--- REQUIRED ACTION ---
When you reach the line in the listing below that contains "e.g. point(698, 200)", begin returning lines exactly as written, and stop after the line that contains "e.g. point(155, 434)". Return no other lines.

--- EXCERPTED RECORDS ---
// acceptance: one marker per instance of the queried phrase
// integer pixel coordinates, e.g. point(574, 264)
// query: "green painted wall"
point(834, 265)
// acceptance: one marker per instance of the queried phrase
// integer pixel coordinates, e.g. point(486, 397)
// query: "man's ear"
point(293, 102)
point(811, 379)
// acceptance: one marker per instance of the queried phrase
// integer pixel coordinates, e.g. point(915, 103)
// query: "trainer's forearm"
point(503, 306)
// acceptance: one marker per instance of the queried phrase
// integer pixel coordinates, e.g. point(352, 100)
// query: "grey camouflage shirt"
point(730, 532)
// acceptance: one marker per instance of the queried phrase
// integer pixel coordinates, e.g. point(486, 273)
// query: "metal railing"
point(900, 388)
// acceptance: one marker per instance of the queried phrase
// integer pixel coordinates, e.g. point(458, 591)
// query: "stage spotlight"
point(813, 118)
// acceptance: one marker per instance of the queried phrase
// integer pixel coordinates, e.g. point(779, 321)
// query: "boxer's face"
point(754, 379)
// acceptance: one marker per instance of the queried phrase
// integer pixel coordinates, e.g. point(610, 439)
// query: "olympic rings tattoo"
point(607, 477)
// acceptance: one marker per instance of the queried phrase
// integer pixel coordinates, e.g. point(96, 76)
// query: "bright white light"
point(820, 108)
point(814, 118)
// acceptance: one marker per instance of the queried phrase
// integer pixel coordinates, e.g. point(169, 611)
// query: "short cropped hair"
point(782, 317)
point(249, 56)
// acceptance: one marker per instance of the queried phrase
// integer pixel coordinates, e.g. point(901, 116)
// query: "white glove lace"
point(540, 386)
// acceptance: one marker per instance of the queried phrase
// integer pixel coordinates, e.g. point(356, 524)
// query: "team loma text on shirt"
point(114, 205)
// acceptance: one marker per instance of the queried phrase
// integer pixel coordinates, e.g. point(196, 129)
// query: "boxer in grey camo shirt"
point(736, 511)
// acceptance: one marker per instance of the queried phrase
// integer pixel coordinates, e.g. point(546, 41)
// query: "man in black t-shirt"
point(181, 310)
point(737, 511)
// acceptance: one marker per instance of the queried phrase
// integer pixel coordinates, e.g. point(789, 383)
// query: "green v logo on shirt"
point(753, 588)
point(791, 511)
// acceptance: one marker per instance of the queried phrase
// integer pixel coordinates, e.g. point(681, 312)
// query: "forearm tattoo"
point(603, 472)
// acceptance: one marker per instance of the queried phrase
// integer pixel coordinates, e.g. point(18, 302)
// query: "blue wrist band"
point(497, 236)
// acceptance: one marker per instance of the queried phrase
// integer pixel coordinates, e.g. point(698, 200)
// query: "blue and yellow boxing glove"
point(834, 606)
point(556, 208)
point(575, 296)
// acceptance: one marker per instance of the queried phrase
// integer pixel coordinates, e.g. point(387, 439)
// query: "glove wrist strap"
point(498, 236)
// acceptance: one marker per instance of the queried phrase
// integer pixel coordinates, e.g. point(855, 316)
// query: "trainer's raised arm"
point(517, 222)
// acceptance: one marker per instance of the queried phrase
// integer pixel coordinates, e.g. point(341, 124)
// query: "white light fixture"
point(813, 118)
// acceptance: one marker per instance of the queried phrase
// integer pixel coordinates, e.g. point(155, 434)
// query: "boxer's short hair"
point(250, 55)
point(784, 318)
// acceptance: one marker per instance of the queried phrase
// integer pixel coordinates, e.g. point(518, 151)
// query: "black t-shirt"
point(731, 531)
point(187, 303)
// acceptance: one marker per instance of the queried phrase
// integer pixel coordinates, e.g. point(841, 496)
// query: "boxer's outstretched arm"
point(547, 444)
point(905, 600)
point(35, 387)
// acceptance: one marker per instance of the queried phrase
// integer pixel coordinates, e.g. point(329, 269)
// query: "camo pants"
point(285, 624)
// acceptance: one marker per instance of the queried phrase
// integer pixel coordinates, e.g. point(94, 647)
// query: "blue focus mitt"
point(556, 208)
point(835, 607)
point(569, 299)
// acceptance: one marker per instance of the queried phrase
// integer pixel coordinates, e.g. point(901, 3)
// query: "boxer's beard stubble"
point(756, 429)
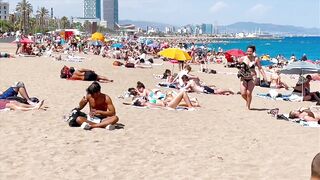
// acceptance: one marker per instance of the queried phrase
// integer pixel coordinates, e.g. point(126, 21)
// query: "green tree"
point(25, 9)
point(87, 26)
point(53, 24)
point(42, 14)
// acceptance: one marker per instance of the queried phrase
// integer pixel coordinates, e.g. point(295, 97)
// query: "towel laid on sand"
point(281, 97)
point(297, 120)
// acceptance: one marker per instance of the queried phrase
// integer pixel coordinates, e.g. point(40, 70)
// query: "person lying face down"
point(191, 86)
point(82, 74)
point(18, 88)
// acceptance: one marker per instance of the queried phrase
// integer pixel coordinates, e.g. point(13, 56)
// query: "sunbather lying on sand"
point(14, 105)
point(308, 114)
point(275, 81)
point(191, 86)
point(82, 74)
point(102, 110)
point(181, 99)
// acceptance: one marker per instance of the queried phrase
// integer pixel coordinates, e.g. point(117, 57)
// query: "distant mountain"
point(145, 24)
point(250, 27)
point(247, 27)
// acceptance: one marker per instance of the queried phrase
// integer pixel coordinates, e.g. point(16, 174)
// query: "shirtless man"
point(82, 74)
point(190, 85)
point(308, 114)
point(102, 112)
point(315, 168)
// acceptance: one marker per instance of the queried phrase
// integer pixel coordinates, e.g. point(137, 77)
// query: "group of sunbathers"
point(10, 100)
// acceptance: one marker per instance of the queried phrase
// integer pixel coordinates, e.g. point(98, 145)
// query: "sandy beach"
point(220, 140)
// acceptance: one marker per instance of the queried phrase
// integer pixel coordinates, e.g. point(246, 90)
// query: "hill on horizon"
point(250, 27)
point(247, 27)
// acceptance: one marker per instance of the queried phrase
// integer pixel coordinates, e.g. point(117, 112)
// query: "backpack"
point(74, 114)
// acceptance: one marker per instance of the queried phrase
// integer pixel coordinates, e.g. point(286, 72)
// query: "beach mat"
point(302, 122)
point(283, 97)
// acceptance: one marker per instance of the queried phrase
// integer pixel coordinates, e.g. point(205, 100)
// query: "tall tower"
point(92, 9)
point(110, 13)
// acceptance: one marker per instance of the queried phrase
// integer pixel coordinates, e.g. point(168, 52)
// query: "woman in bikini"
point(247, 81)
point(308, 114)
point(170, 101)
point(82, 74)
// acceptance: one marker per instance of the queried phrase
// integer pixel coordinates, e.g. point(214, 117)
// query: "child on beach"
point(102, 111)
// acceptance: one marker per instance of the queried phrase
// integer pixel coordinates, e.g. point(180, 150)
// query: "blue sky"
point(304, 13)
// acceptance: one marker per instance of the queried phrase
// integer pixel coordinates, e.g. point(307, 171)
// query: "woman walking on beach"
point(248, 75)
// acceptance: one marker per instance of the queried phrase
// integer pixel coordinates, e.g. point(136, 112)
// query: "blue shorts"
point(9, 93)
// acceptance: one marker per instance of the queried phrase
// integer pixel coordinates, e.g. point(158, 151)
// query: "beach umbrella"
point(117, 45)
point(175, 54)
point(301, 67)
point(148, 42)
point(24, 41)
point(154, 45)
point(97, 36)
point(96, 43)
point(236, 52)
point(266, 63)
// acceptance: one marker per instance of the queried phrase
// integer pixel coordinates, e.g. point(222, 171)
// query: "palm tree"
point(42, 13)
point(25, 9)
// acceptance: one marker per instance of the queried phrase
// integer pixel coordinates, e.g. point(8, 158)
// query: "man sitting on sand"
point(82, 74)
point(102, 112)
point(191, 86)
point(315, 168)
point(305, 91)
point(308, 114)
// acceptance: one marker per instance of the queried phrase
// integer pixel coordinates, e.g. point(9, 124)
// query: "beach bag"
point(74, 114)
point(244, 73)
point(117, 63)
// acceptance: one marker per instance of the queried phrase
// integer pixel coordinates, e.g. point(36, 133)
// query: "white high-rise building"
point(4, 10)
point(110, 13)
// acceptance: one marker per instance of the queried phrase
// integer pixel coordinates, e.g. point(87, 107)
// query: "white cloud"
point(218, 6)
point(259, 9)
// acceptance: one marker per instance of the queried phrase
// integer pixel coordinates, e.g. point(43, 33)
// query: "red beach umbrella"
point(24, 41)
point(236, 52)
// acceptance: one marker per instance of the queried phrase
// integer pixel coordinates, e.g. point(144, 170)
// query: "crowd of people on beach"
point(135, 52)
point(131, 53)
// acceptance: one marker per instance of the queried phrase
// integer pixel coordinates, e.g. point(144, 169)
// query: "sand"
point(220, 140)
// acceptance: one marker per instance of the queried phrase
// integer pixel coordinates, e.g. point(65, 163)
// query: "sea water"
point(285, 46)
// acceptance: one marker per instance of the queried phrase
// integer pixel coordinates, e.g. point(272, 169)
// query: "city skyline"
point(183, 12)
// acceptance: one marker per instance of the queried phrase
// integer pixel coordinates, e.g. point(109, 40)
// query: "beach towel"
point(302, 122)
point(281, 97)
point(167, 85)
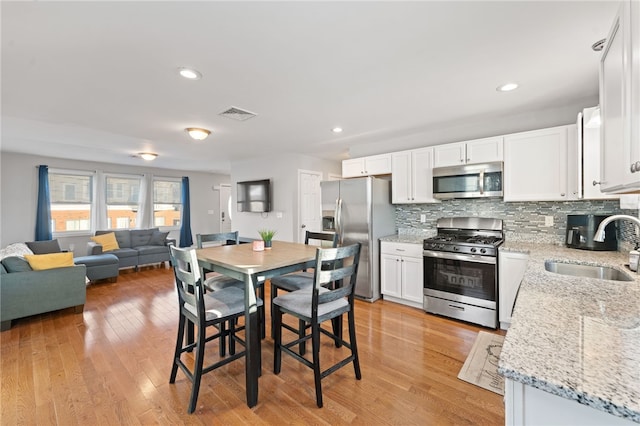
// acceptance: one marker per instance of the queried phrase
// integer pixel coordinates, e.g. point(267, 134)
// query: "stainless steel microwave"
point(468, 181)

* * *

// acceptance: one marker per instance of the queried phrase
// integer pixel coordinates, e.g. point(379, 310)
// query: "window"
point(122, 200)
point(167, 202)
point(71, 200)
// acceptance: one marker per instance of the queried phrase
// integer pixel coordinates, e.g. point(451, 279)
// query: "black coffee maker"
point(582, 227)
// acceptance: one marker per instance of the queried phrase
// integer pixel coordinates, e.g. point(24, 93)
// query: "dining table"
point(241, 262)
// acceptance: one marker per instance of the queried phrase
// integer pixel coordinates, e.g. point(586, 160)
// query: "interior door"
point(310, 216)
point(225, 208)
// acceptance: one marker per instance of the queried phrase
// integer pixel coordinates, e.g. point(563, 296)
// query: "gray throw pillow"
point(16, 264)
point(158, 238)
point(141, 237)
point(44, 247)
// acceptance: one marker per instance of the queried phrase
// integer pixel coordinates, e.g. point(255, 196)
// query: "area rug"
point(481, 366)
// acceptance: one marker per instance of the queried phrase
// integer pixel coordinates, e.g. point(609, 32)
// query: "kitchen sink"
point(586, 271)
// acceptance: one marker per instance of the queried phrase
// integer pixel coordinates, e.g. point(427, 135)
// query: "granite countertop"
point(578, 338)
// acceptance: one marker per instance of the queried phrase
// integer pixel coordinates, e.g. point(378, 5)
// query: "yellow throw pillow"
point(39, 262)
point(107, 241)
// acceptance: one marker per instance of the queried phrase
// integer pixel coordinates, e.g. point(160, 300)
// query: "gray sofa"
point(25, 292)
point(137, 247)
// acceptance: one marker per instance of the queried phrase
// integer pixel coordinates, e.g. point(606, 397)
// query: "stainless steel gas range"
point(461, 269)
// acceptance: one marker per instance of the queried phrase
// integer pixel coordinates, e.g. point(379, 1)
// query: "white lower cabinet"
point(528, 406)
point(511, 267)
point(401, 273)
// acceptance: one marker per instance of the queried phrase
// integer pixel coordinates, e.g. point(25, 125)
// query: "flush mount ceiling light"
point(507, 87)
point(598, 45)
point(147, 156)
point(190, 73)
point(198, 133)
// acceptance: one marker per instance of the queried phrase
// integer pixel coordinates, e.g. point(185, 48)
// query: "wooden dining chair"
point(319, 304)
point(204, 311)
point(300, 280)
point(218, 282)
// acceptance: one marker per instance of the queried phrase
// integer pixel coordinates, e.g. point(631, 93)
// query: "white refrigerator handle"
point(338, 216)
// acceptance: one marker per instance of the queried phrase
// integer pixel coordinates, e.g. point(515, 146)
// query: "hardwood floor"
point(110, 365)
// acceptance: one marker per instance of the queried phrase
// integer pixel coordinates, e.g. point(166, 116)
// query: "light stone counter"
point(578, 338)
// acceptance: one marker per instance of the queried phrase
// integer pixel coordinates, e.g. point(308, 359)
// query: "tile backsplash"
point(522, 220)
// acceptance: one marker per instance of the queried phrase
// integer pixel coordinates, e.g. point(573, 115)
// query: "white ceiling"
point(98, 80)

--

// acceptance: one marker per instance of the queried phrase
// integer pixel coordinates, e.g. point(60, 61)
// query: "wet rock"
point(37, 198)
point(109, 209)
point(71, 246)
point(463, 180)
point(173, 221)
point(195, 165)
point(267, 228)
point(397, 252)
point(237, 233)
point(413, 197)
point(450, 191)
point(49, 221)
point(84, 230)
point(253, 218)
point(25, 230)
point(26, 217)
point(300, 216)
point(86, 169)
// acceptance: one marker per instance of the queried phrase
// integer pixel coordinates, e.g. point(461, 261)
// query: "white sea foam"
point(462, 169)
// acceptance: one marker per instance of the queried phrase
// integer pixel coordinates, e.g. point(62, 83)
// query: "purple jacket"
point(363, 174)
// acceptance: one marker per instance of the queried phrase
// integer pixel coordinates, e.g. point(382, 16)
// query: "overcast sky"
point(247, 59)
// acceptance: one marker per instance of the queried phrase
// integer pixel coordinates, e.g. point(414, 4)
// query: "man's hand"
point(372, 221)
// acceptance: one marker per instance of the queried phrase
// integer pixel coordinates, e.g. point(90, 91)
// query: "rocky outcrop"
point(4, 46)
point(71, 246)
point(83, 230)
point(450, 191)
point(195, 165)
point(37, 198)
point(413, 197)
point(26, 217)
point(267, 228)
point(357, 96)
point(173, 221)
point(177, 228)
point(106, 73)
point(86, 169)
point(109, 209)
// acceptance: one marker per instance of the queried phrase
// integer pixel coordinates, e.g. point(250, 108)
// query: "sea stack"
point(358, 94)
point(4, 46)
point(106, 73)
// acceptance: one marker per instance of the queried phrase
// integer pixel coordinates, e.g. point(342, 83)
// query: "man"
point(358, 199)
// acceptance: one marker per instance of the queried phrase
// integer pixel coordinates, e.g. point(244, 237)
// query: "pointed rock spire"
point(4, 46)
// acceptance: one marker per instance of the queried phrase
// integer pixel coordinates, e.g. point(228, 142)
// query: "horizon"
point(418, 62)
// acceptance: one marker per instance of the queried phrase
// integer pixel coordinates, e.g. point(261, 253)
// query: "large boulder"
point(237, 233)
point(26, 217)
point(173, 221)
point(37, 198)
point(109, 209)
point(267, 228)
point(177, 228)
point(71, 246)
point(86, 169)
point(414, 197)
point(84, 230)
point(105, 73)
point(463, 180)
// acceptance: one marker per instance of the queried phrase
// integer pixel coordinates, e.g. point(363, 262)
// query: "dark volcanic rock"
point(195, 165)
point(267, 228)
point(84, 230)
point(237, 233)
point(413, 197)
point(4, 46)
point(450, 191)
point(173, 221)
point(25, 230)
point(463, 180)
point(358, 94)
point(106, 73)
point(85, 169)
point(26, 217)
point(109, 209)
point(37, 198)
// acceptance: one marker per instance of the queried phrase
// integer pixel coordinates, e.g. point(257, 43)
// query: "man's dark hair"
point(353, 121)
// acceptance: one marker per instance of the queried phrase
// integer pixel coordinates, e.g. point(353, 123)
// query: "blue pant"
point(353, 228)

--- REPLY ---
// integer pixel coordinates, e.g. point(698, 200)
// query: "blue and yellow boxing glove"
point(834, 606)
point(556, 208)
point(575, 296)
// acceptance: one marker per instance of the queried phrase
// integer pixel coordinates, e.g. point(387, 439)
// query: "glove wrist strap"
point(498, 236)
// acceptance: one marker per instance of the queried phrase
// integer pixel coordinates, e.g. point(855, 316)
// query: "trainer's raised arm"
point(517, 222)
// acceptance: one marker per instance of the queried phrase
// integer pixel coordinates, e.g. point(341, 124)
// query: "white light fixture"
point(813, 118)
// acceptance: one marker per instance of the queried phrase
// integer pixel coordinates, e.g. point(155, 434)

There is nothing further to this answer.